Symphonies 2, 4, 7, 9 et le "Chant de la Terre" : un coffret pour mon île
      déserte…
Ce coffret à prix économique, paru en octobre, réunit les enregistrements
      Mahlériens d'Otto Klemperer gravés en studio avec le
      New Philharmonia dans les années 1960-70. C'est inespéré car
      à ce jour, seules les symphonies 2 et 9 et le
      Chant de la Terre avaient bénéficié d'une réédition dans la
      collection "Great recording of the century" d'EMI. La 4ème pouvait se trouver dans une collection anthologique de
      1999 consacrée au chef légendaire au gré du marché international.
    
  
    Trouver la 7ème tenait de la recherche du Graal. Beaucoup
      de mélomanes qui ne connaissaient pas cet enregistrement, devaient être
      surpris par les prix pour le moins élevés (100-600€) des exemplaires
      d'occasion.  Pourquoi un tel tarif pour ce double album qui n'avait
      jamais été réédité depuis 1992?
    J'avais trouvé les CDs en 2009 à un prix décent après avoir déniché les
    vinyles en 2008 (à Leipzig). En fait, je cherchais depuis 1970, année où
    j'avais entendu, subjugué, le premier mouvement à la "radiophonie". Passion,
    quand tu nous tiens! Depuis 40 ans aucune interprétation ne me permettait de
    revivre une émotion comparable. A priori je n'étais pas le seul…
  
  
    OTTO KLEMPERER (1885-1973) ne jouait jamais les symphonies qu'il "ne sentait pas" : 1, 3, 5, 6. Peu de chefs sont aussi scrupuleux et préférent tenter
      l'éternelle carte de "l'intégrale" qui présente inévitablement des points
      faibles. Ici nous touchons l'osmose absolue entre une œuvre et un
      musicien, le testament d'une vie au service d'un compositeur qui fut aussi
      son professeur.
  
  GUSTAV MAHLER : Lire sa
    biographie dans la chronique
    Gustav Mahler et Blanche Neige.
    Gustav Klimt dont un tableau illustre chaque chapitre était un ami de
    Mahler et partageait les mêmes préoccupations philosophiques et
    artistiques.
  Klemperer qui a connu Mahler et Bruno Walter (autre
    élève et maestro qui avait créé le Chant de la Terre) a déjà enregistré la
    symphonie N°4 l'année précédente. Comme directeur officiel du
    Philharmonia, il forge depuis des années cet orchestre, créé et dédié
    aux enregistrements de studio, depuis l'avènement du microsillon puis
    de la stéréophonie, à un style clair, incisif, à un équilibre
    perfectionniste.
  
  Dans l'immense architecture de cet oratorio-symphonie composée entre
    1888-1894, Mahler établit une symbiose entre le souvenir des joies et
    peines terrestres, du plaisir de vivre, des bruits de la nature et de
    l'angoisse existentielle. Il confronte ainsi la nostalgie d'un monde appelé
    à disparaitre, à l'espoir d'une résurrection. Le vieux maître interprète en
    majesté au sens chrétien du terme. Klemperer souligne dès
    l'allegro maestoso toutes les articulations inquiètes et martiales de
    la partition. Les tempos sont d'une régularité et d'une pertinence totales,
    plus retenus que dans son interprétation (mono) avec le
    Concertgbouw d'Amsterdam et Katleen Ferrier.

========================================================================

→ Objectif 1
D'après le texte sur le coffret Mahler, avec quel orchestre Klemperer a-t-il gravé ces enregistrements en studio ?
Le texte et les entrées ne proviennent pas de la même source.

========================================================================

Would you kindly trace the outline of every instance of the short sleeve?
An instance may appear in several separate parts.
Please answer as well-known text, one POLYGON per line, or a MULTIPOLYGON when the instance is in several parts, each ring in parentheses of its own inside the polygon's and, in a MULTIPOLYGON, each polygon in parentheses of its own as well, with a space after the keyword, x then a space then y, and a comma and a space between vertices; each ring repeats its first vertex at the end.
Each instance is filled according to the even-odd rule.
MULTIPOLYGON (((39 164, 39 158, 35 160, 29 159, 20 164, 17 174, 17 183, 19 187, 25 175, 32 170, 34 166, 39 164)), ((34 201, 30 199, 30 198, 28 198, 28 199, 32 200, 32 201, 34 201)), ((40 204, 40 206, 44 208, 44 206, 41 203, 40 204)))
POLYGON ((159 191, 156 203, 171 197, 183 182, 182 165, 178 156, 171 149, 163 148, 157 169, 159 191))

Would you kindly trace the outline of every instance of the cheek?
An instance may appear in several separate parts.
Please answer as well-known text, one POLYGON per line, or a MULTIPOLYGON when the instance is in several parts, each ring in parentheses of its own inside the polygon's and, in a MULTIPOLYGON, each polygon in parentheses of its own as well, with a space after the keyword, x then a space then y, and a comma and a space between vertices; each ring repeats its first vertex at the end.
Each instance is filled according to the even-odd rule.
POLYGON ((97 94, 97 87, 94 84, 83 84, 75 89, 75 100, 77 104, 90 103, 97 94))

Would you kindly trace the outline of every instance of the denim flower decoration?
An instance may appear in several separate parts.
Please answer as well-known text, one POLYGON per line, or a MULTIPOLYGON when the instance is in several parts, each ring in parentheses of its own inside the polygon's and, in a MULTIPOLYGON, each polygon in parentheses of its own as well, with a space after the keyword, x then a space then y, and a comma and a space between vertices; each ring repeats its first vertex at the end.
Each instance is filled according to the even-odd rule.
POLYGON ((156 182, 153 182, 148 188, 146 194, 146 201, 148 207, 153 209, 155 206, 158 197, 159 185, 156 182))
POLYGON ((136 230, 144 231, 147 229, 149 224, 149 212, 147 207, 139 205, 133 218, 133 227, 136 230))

========================================================================

→ Objectif 2
Recopiez les entrées depuis leur toute première ligne jusqu'à la ligne contenant « POLYGON ((159 191, 156 », incluse, en substituant « long sleeve » à « short sleeve » sans rien modifier d'autre.

→ Réponse 1
Avec le New Philharmonia.

→ Réponse 2
Would you kindly trace the outline of every instance of the long sleeve?
An instance may appear in several separate parts.
Please answer as well-known text, one POLYGON per line, or a MULTIPOLYGON when the instance is in several parts, each ring in parentheses of its own inside the polygon's and, in a MULTIPOLYGON, each polygon in parentheses of its own as well, with a space after the keyword, x then a space then y, and a comma and a space between vertices; each ring repeats its first vertex at the end.
Each instance is filled according to the even-odd rule.
MULTIPOLYGON (((39 164, 39 158, 35 160, 29 159, 20 164, 17 174, 17 183, 19 187, 25 175, 32 170, 34 166, 39 164)), ((34 201, 30 199, 30 198, 28 198, 28 199, 32 200, 32 201, 34 201)), ((40 204, 40 206, 44 208, 44 206, 41 203, 40 204)))
POLYGON ((159 191, 156 203, 171 197, 183 182, 182 165, 178 156, 171 149, 163 148, 157 169, 159 191))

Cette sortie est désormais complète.